• _WORK TO COMPLETE_
A. In the engineering ethics article, please give the part that begins at the words "Durbin PT. Interdiscipl." and stops after "Publisher Maney Publishing)" again, renaming "Maney Publishing" to "Maney".
B. Recast the paragraph of the engineering ethics article that opens with "In this paper, I try to foment change" as a bulleted list that keeps its main points.

• _GIVEN TEXT_
## start

Durbin PT. Interdiscipl. Sci. Rev. 2008; 33(3): 226-233.

Copyright

(Copyright © 2008, Institute of Materials, Minerals and Mining, Publisher Maney Publishing)

DOI

10.1179/174327908X366914

PMID

unavailable

Abstract

In this paper, I try to foment change in terms of engineering and its professional societies as a guild. What I suggest is the need to modify a guild mentality. Many professional groups continue to defend their right to sanction misbehaving members as though we were back in the sixteenth century. The first effect of the change I propose would be to minimise the sanctioning of individual wrongdoers; what would become more important instead would be to maximise service to the larger society as an ethical norm. All engineering codes of ethics seem to include service to humanity as a paramount responsibility. What I advocate is that this needs not only to be given more prominence but to be implemented concretely in specific ways. When engineering professionals get involved in this way, they will of course bring to bear on the problems their expertise. But expertise does not automatically confer a privileged position relative to citizen activists on a particular issue. Finally, I argue that this modification would depend on significant behavioural changes: engineers and their professional societies would need to broaden their outlook, moving beyond a focus on individual misconduct to broader social responsibilities. And this seems to me to amount to a better definition of engineering ethics.

## end

Dataset records about object locations:
## start

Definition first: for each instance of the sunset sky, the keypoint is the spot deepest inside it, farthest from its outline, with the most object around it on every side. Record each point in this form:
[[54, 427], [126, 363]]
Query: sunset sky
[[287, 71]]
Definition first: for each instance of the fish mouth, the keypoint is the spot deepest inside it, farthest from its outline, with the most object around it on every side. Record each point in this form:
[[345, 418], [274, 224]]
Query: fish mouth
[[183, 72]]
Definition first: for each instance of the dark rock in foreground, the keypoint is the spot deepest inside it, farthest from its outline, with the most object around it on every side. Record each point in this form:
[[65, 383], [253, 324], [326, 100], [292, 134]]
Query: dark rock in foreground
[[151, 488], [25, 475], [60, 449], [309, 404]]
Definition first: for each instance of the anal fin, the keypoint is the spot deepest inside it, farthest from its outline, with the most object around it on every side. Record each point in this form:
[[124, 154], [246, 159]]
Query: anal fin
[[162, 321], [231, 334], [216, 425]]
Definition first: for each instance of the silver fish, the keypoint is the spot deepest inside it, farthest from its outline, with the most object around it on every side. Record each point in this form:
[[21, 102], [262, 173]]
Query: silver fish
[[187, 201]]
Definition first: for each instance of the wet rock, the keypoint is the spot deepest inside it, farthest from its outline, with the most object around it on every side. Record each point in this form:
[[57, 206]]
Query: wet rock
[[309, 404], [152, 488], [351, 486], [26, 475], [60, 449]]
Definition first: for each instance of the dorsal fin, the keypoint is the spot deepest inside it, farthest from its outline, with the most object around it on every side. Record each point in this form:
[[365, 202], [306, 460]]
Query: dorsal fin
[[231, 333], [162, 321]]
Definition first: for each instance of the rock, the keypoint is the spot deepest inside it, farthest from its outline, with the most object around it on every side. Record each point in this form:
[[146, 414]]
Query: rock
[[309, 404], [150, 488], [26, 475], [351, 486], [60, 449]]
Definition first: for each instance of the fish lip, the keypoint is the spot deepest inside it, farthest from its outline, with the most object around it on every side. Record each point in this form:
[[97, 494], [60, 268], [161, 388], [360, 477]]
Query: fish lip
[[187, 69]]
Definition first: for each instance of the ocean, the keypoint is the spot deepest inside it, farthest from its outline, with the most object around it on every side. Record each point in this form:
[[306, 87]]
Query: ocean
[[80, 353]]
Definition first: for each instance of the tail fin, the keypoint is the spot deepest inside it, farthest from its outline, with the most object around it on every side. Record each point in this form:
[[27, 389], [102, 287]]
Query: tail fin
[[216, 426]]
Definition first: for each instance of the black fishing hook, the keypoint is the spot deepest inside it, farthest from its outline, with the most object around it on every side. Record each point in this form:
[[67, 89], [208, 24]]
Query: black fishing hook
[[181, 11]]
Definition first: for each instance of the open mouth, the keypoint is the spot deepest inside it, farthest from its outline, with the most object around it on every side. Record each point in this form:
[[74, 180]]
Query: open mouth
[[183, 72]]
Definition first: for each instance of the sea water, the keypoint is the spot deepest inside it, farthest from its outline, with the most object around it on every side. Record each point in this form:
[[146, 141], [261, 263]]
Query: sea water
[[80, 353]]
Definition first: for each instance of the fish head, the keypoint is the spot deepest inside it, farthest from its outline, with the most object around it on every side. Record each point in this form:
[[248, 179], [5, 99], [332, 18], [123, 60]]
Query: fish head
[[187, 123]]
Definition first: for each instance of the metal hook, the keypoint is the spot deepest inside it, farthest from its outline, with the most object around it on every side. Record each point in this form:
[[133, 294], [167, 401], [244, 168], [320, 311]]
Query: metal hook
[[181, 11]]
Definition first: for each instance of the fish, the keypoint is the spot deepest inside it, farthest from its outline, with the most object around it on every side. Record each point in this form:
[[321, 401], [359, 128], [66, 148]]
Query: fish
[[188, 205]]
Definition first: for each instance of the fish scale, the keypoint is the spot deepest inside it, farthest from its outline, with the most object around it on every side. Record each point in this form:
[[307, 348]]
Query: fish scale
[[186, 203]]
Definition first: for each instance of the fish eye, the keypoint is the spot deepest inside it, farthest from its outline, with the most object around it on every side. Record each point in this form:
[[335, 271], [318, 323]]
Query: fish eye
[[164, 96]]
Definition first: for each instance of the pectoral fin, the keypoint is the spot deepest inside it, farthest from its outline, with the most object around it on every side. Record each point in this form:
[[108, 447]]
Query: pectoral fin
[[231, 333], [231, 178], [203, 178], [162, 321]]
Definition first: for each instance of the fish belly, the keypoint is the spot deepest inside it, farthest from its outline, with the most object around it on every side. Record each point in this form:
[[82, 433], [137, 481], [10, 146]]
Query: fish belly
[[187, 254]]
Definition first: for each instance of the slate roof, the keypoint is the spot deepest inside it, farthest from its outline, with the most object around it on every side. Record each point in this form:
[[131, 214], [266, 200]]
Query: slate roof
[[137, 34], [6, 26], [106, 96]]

## end

• _ANSWERS TO THE TASKS_
A.
Durbin PT. Interdiscipl. Sci. Rev. 2008; 33(3): 226-233.

Copyright

(Copyright © 2008, Institute of Materials, Minerals and Mining, Publisher Maney)

B.
- Goal: change engineering and its professional societies, viewed as a guild, by modifying a guild mentality.
- Problem: many professional groups still defend their right to sanction misbehaving members as though it were the sixteenth century.
- First effect of the proposed change: minimize the sanctioning of individual wrongdoers and instead maximize service to the larger society as an ethical norm.
- All engineering codes of ethics seem to include service to humanity as a paramount responsibility. This should get more prominence and be implemented concretely in specific ways.
- Engineers who get involved this way bring their expertise to bear. Expertise does not automatically give them a privileged position relative to citizen activists on an issue.
- The change depends on significant behavioral changes. Engineers and their societies would need to look beyond individual misconduct to broader social responsibilities.
- This amounts to a better definition of engineering ethics.